## begin
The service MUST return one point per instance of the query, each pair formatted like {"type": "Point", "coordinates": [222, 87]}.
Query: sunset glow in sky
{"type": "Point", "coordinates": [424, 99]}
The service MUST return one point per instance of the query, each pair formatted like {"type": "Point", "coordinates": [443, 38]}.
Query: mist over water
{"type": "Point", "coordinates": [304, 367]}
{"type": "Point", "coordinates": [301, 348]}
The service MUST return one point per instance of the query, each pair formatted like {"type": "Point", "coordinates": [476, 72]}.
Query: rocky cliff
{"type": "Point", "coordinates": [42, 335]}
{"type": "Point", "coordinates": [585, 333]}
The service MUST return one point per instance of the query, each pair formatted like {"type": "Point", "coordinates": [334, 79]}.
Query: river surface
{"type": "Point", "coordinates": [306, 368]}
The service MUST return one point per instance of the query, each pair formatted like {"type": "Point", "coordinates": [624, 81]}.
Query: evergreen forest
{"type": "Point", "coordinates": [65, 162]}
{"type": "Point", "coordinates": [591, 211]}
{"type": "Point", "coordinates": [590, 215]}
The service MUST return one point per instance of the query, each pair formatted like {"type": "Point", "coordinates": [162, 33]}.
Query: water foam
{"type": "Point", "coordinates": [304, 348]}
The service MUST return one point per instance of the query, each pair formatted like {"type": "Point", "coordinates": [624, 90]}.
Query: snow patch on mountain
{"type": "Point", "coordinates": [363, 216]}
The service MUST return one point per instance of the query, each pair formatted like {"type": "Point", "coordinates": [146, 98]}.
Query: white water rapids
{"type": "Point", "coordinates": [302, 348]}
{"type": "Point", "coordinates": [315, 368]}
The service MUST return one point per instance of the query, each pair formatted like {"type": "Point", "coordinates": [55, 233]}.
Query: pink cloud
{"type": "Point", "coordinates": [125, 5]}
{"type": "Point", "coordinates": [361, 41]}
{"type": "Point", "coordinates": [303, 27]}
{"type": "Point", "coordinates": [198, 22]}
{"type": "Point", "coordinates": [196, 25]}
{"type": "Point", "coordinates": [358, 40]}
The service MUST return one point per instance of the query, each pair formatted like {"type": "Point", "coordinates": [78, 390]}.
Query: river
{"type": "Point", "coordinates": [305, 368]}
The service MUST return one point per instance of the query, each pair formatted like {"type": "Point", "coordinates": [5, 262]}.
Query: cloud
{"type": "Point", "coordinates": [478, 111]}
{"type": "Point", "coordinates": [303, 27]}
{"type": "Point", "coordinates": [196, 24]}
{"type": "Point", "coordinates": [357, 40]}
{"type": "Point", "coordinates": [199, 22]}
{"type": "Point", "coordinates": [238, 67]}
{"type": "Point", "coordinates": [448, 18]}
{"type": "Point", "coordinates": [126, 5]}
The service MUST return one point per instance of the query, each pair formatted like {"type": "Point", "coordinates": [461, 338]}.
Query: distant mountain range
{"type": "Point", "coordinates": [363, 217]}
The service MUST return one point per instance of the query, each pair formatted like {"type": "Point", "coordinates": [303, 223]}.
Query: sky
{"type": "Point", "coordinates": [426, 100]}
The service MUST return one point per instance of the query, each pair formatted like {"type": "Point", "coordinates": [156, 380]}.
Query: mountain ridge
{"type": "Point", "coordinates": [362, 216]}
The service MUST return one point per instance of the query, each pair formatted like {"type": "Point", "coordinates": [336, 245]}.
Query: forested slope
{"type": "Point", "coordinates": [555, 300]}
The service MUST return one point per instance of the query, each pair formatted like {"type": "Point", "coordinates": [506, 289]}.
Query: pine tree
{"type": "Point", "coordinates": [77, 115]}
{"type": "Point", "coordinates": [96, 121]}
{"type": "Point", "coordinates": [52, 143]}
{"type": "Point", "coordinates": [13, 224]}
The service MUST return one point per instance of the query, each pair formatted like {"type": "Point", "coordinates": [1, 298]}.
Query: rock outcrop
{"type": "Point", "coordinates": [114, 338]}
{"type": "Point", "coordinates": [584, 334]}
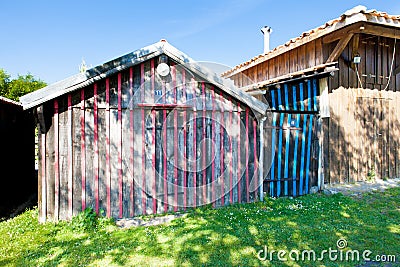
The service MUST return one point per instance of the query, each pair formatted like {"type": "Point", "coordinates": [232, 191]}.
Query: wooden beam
{"type": "Point", "coordinates": [339, 48]}
{"type": "Point", "coordinates": [354, 50]}
{"type": "Point", "coordinates": [362, 27]}
{"type": "Point", "coordinates": [381, 31]}
{"type": "Point", "coordinates": [337, 35]}
{"type": "Point", "coordinates": [396, 70]}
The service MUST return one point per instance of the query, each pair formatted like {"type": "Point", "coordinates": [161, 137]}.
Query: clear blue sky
{"type": "Point", "coordinates": [49, 38]}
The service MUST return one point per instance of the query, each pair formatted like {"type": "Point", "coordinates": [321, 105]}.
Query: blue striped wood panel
{"type": "Point", "coordinates": [294, 108]}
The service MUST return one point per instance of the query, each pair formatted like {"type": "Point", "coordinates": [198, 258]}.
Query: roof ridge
{"type": "Point", "coordinates": [348, 13]}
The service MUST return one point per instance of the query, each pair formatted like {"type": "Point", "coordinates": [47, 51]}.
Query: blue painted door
{"type": "Point", "coordinates": [294, 153]}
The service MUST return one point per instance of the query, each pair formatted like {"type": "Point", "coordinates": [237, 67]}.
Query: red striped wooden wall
{"type": "Point", "coordinates": [136, 143]}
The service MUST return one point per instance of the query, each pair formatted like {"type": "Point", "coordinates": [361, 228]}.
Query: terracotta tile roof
{"type": "Point", "coordinates": [356, 14]}
{"type": "Point", "coordinates": [9, 101]}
## end
- WRITTEN REQUEST -
Leave the pictures out and write out every entry exactly as given.

- FULL ANSWER -
The service MUST return one point per instance of the query, each pair formatted like {"type": "Point", "coordinates": [222, 87]}.
Query: sunset glow in sky
{"type": "Point", "coordinates": [424, 99]}
The service MUST return one point per instance of the query, each pair formatted like {"type": "Point", "coordinates": [443, 38]}.
Query: mist over water
{"type": "Point", "coordinates": [304, 367]}
{"type": "Point", "coordinates": [301, 348]}
The service MUST return one point per instance of the query, each pair formatted like {"type": "Point", "coordinates": [476, 72]}.
Query: rocky cliff
{"type": "Point", "coordinates": [42, 335]}
{"type": "Point", "coordinates": [585, 333]}
The service MUST return one point per instance of the query, each pair formatted like {"type": "Point", "coordinates": [334, 79]}.
Query: river surface
{"type": "Point", "coordinates": [306, 368]}
The service MUST return one point per instance of the query, each pair formatted like {"type": "Point", "coordinates": [624, 81]}.
Query: evergreen forest
{"type": "Point", "coordinates": [65, 162]}
{"type": "Point", "coordinates": [591, 211]}
{"type": "Point", "coordinates": [590, 215]}
The service MUST return one point per instance of the query, each pair formatted like {"type": "Point", "coordinates": [162, 33]}.
Query: water foam
{"type": "Point", "coordinates": [304, 348]}
The service MUST return one point per instance of the query, each pair formatted like {"type": "Point", "coordinates": [624, 90]}.
Query: snow patch on mountain
{"type": "Point", "coordinates": [363, 216]}
The service MUST return one point per instance of the query, each pair formatted like {"type": "Point", "coordinates": [146, 98]}.
Query: white water rapids
{"type": "Point", "coordinates": [302, 348]}
{"type": "Point", "coordinates": [315, 368]}
The service MUST return one point per instance of the query, each pair formatted like {"type": "Point", "coordinates": [55, 233]}.
Query: pink cloud
{"type": "Point", "coordinates": [125, 5]}
{"type": "Point", "coordinates": [361, 41]}
{"type": "Point", "coordinates": [303, 27]}
{"type": "Point", "coordinates": [198, 22]}
{"type": "Point", "coordinates": [196, 25]}
{"type": "Point", "coordinates": [358, 40]}
The service MUST return one point per instance of the query, each pair formatted like {"type": "Point", "coordinates": [78, 390]}.
Query: river
{"type": "Point", "coordinates": [305, 368]}
The service MUST return one point per instance of the query, each pair formatted like {"type": "Point", "coordinates": [5, 262]}.
Query: cloud
{"type": "Point", "coordinates": [478, 111]}
{"type": "Point", "coordinates": [303, 27]}
{"type": "Point", "coordinates": [196, 24]}
{"type": "Point", "coordinates": [357, 40]}
{"type": "Point", "coordinates": [199, 22]}
{"type": "Point", "coordinates": [238, 67]}
{"type": "Point", "coordinates": [448, 18]}
{"type": "Point", "coordinates": [126, 5]}
The service MUST return one point per instance of the query, each pair formatted like {"type": "Point", "coordinates": [461, 338]}.
Query: distant mountain range
{"type": "Point", "coordinates": [363, 217]}
The service MUST return one point per instance of the query, each pair formatted like {"type": "Point", "coordinates": [303, 223]}.
Query: sky
{"type": "Point", "coordinates": [426, 100]}
The service MUST return one point per instance of the query, each pair formatted like {"type": "Point", "coordinates": [156, 380]}.
Query: mountain ridge
{"type": "Point", "coordinates": [362, 216]}
The service MUST return one point per instance of the query, each pair formatted like {"type": "Point", "coordinates": [336, 245]}.
Query: forested slope
{"type": "Point", "coordinates": [555, 300]}
The service MUST return one point per instance of the query, each pair formatted like {"type": "Point", "coordinates": [506, 289]}.
Query: pine tree
{"type": "Point", "coordinates": [77, 115]}
{"type": "Point", "coordinates": [96, 121]}
{"type": "Point", "coordinates": [52, 143]}
{"type": "Point", "coordinates": [13, 224]}
The service MUST return one point per instance of the query, each pair formatted like {"type": "Point", "coordinates": [1, 298]}.
Query: rock outcrop
{"type": "Point", "coordinates": [114, 338]}
{"type": "Point", "coordinates": [584, 334]}
The service MUST return one point per instance of the query, each pair formatted like {"type": "Point", "coordinates": [232, 191]}.
Query: wooden beam
{"type": "Point", "coordinates": [339, 48]}
{"type": "Point", "coordinates": [354, 50]}
{"type": "Point", "coordinates": [362, 27]}
{"type": "Point", "coordinates": [381, 31]}
{"type": "Point", "coordinates": [337, 35]}
{"type": "Point", "coordinates": [396, 70]}
The service MUST return one point per instance of the query, each pair formatted like {"type": "Point", "coordinates": [161, 137]}.
Query: clear blue sky
{"type": "Point", "coordinates": [49, 38]}
The service MUST return one point per instance of the query, each pair formatted like {"type": "Point", "coordinates": [321, 105]}.
Query: blue striped wood panel
{"type": "Point", "coordinates": [294, 108]}
The service MUST return one point per instance of the query, each pair formatted like {"type": "Point", "coordinates": [198, 258]}.
Query: roof ridge
{"type": "Point", "coordinates": [348, 13]}
The service MUST return one point per instance of the query, each pair formatted like {"type": "Point", "coordinates": [47, 51]}.
Query: blue painted door
{"type": "Point", "coordinates": [294, 153]}
The service MUST return one point per instance of the query, each pair formatted like {"type": "Point", "coordinates": [237, 67]}.
Query: red striped wooden wall
{"type": "Point", "coordinates": [136, 143]}
The service MUST return one point per instance of the query, each pair formatted like {"type": "Point", "coordinates": [361, 228]}.
Query: terracotta tile roof
{"type": "Point", "coordinates": [356, 14]}
{"type": "Point", "coordinates": [9, 101]}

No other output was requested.